**Exercise requirements**
Replace every "pixel coordinates" in the records below with "image coordinates", and leave everything else unchanged. Leave the pictures out of your answer.

>> start Provided entries

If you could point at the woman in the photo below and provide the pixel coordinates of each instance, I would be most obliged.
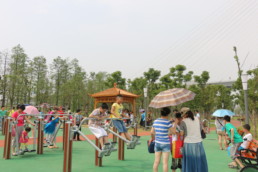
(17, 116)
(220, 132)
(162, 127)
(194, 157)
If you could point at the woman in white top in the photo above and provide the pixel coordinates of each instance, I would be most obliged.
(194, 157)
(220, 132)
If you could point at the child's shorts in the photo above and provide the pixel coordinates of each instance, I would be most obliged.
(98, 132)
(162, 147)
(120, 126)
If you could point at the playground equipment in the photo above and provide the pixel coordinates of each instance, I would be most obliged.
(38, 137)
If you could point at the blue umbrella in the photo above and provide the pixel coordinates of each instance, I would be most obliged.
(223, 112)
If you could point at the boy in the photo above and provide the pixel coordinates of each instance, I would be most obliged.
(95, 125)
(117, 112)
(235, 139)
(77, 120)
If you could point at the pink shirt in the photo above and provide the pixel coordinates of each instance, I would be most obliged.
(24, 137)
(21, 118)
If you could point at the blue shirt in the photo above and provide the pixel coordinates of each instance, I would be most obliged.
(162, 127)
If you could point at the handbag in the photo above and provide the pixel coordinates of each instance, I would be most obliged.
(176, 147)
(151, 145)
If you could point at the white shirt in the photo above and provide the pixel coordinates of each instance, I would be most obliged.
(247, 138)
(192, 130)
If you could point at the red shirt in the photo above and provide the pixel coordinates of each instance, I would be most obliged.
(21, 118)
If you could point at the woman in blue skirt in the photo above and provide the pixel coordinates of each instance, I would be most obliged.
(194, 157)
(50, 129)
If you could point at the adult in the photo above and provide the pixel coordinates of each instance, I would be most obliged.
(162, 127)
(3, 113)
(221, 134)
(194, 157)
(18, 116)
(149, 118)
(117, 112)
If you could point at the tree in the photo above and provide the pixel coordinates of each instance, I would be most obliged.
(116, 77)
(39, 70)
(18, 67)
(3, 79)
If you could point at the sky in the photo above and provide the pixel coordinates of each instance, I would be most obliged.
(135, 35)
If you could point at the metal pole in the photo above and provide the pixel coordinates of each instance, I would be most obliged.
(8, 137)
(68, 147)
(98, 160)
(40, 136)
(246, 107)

>> end Provided entries

**Output below**
If you could point at the woman in the photo below and provide the image coordinates of each instance, I would be most obliged.
(17, 116)
(220, 132)
(162, 127)
(194, 157)
If you could point at the woman in white top in the photo above and provide the image coordinates of each instance, I would be most obliged.
(194, 157)
(220, 132)
If you could point at the child's shorts in the photo above and provide the image coordinates of each instance, I would be most obliged.
(98, 132)
(162, 147)
(120, 126)
If you could point at the playground equipment in the photo above and provide the image coordinates of each instance, I would be most obliged.
(38, 137)
If you could point at the blue umbrella in the photo above and provide the image coordinates of each instance, I would be most obliged.
(223, 112)
If you could point at the boy in the photo above and provide the image coordinates of each instance, I would be most obliged.
(95, 125)
(117, 112)
(235, 139)
(77, 120)
If you could point at the pink shirt in the photo above and provide the image coordinates of each instance, I would be most obliged.
(24, 137)
(21, 118)
If you could point at the blue shirt in the photo above and provide the image coordinates of each instance, I would be most obliged.
(162, 127)
If you could point at the handbag in the photo above and provide the image coordinates of each instance, I would be most obliged.
(176, 147)
(151, 145)
If you could point at the white shirt in the photo above and provide the image coordinates of each instance, I would be most obliged.
(247, 138)
(192, 130)
If you could point at the red shirt in the photo above and provide the image coordinates of each instance, I would be most obliged.
(21, 118)
If you could point at the woman in blue skirt in the photo above and provide the image coordinates of each instance, I would be most obliged.
(194, 157)
(50, 129)
If you could point at the adult in the photo above and provide the image coordinates of each instance, I would be most obliged.
(162, 127)
(3, 113)
(221, 134)
(194, 157)
(18, 116)
(149, 118)
(117, 112)
If you could point at the tree in the photo above and provide the image coordinates of each instance, I would be most obliged.
(116, 77)
(39, 70)
(18, 67)
(3, 79)
If you could point at the sky in the photo above and provide the image coordinates of each instance, I would be most obliged.
(135, 35)
If you could point at the metal pole in the photo above and provide the image coordinates of each instance, I would be most obliged.
(8, 137)
(68, 147)
(98, 160)
(40, 136)
(246, 107)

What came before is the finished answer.